◆ **Task**
Without leaving anything out, print every line of the data.

◆ **The records**

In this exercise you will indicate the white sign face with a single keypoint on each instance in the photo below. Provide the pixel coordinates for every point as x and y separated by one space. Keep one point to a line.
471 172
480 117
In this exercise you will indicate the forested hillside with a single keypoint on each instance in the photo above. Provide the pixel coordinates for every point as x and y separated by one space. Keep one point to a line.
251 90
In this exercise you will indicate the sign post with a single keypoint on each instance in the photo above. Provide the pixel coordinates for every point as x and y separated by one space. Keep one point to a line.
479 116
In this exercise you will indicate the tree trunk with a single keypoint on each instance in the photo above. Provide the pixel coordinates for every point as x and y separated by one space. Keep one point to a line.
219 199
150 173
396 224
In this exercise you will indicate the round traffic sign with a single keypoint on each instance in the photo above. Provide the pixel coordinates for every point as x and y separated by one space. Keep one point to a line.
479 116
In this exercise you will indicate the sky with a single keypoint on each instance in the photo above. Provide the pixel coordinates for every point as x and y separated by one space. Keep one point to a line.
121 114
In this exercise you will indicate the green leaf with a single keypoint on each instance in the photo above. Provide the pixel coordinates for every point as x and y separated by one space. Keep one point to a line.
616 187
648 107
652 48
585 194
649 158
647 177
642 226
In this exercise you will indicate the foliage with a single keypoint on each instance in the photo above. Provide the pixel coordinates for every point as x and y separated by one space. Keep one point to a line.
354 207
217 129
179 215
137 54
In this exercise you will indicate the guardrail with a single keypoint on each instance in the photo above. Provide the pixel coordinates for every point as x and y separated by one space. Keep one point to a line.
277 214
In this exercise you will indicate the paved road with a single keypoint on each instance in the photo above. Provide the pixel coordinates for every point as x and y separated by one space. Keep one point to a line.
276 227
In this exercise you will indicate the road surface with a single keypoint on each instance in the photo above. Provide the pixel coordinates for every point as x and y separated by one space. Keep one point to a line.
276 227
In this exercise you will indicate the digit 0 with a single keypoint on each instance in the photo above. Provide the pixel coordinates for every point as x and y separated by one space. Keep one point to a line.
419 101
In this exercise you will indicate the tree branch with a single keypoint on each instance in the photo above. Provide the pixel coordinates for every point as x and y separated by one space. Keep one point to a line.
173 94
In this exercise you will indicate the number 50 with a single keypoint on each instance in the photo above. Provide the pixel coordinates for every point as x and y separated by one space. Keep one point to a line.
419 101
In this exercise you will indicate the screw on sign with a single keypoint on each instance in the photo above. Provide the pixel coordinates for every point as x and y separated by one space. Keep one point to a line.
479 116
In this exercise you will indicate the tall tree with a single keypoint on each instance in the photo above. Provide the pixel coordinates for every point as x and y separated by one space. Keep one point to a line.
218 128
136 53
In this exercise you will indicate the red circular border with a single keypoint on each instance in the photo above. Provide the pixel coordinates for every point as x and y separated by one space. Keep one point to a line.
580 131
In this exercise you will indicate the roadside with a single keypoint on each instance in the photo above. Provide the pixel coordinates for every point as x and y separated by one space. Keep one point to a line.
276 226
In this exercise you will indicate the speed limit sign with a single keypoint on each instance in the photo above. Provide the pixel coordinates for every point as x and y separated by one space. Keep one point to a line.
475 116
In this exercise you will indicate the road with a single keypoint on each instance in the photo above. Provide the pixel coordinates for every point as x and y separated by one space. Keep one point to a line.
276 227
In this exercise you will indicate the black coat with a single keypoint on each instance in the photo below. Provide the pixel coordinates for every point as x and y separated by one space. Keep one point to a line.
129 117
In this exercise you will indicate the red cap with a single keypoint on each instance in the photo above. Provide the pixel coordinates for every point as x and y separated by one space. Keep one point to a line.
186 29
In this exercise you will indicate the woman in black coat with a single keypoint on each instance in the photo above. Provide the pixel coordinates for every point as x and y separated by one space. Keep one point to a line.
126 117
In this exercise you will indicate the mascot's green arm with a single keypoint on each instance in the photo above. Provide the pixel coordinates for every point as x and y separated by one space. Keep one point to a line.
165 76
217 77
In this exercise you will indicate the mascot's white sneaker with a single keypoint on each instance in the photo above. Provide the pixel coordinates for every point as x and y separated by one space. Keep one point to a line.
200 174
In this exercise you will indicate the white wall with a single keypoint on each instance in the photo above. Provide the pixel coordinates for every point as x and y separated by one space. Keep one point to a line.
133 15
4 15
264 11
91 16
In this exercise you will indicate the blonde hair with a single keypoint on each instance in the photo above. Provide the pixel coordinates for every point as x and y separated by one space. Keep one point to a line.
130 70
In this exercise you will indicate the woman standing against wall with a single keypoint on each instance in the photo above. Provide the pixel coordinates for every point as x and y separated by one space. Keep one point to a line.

◆ **Exercise output**
In this exercise you will indicate the white sign face with a single keypoint on each instance in the photo below. Provide the pixel coordinates for every point as x and y separated by one space. Keep one point to a line.
471 172
480 117
In this exercise you will indicate the forested hillside with a single keypoint on each instance in the photo above. Provide the pixel coordinates for every point as x and y separated by one space. Keep one point to a line.
251 90
In this exercise you will indicate the sign post with a single keypoint on each instance in the photo above. Provide the pixel coordinates for every point as x and y separated by one space. Keep one point to a line.
479 116
In this exercise you will indicate the tree trunk with a single keypoint on each instance in the photo above. Provide the pixel coordinates for every point as x and y separated by one space. Keep one point to a line.
219 199
150 173
396 224
In this exercise you will indicate the round traffic sign with a single keypoint on each instance in the photo above. Provide the pixel coordinates for every point as x and y separated by one space. Keep one point to a line.
479 116
In this exercise you will indicate the sky with a single keypoint on each instance in the photo above. Provide the pixel coordinates for every point as x and y separated by one space. Keep one point to a line.
121 114
In this exercise you will indicate the green leaf with a single keypoint on each instance in the photo above. Provide the pixel coordinates for every point as x and y separated by one space. Keep one point to a line.
616 187
648 107
652 48
585 194
649 158
647 177
642 226
In this exercise you will indicate the foliage with a single keypoint on each instance in the photo above. Provide the pixel coordinates for every point as x and y separated by one space. Keep one point to a line.
354 207
217 129
179 215
137 54
In this exercise you will indicate the guardrail with a single keypoint on each instance in the photo above. Provide the pixel coordinates for every point as x and y separated by one space. Keep one point to a line.
277 214
In this exercise you will indicate the paved road with a single keypoint on each instance in the photo above. Provide the pixel coordinates for every point as x and y separated by one space. Keep one point to a line.
276 227
In this exercise you will indicate the road surface with a single keypoint on each instance in the photo above. Provide the pixel coordinates for every point as x and y separated by one space. Keep one point to a line.
276 227
In this exercise you will indicate the digit 0 with a single keypoint on each instance in the photo above. Provide the pixel coordinates for every point as x and y separated by one space. Keep one point to a line.
419 101
In this exercise you will indicate the tree branch with a single keypoint on each instance in the photo above. Provide the pixel coordinates for every point as x and y separated by one space. Keep one point to a line.
173 94
In this exercise you will indicate the number 50 with a single keypoint on each instance in the photo above. Provide the pixel coordinates for every point as x and y separated by one space. Keep one point to a line.
419 101
In this exercise you will indicate the screw on sign with a single keypoint on each instance in the photo above. Provide the pixel coordinates for every point as x and y separated by one space. Keep one point to a line.
479 116
In this exercise you will indicate the tall tree with a single keypoint on each instance in the photo above. Provide the pixel coordinates for every point as x and y separated by one space. Keep one point to a line.
218 128
136 53
In this exercise you will indicate the red circular border with a single keypoint on each instance in the photo above. Provide the pixel coordinates for every point as x and y separated by one space. Keep one point to a line.
580 131
In this exercise you will indicate the roadside with a single keypoint on each instance in the photo above. Provide the pixel coordinates for every point as x and y separated by one space. Keep one point to a line.
276 226
In this exercise you will indicate the speed limit sign with a single keypoint on each instance in the photo above. Provide the pixel coordinates for every point as x and y separated by one space. Keep one point to a line.
475 116
In this exercise you will indicate the road with a single keypoint on each instance in the photo above. Provide the pixel coordinates for every point as x and y separated by one space. Keep one point to a line.
276 227
In this exercise you will indicate the black coat with a single keypoint on each instance in the photo below. Provide the pixel coordinates for every point as x and y separated by one space. Keep one point to a line.
129 117
In this exercise you will indicate the red cap with a single keypoint on each instance in the photo above. Provide the pixel coordinates for every point as x and y separated by one space. Keep one point to a line.
186 29
In this exercise you will indicate the woman in black coat with a single keypoint on each instance in the photo above. Provide the pixel coordinates for every point as x and y separated by one space. Keep one point to a line.
126 117
In this exercise you will indicate the mascot's green arm with a single keypoint on each instance in the photo above. Provide the pixel coordinates for every point as x and y separated by one space. Keep one point to a line.
165 76
217 77
In this exercise you will indicate the mascot's white sneaker with a single keypoint on each instance in the photo above. Provide the pixel coordinates for every point as x and y separated by one space. Keep one point to a line.
200 174
In this exercise you will indicate the white wall with a single keypoint on each instance in the photo above. Provide the pixel coordinates for every point as x and y separated by one space. Keep one point to a line.
133 15
4 15
264 11
91 16
In this exercise you will indicate the blonde hair with a single keypoint on each instance in the photo above. Provide the pixel coordinates for every point as x and y separated by one space. Keep one point to a line.
130 70
In this exercise you will indicate the woman standing against wall with a single keypoint on each instance in the photo above. Provide the pixel coordinates for every point as x and y separated by one space. Keep one point to a line.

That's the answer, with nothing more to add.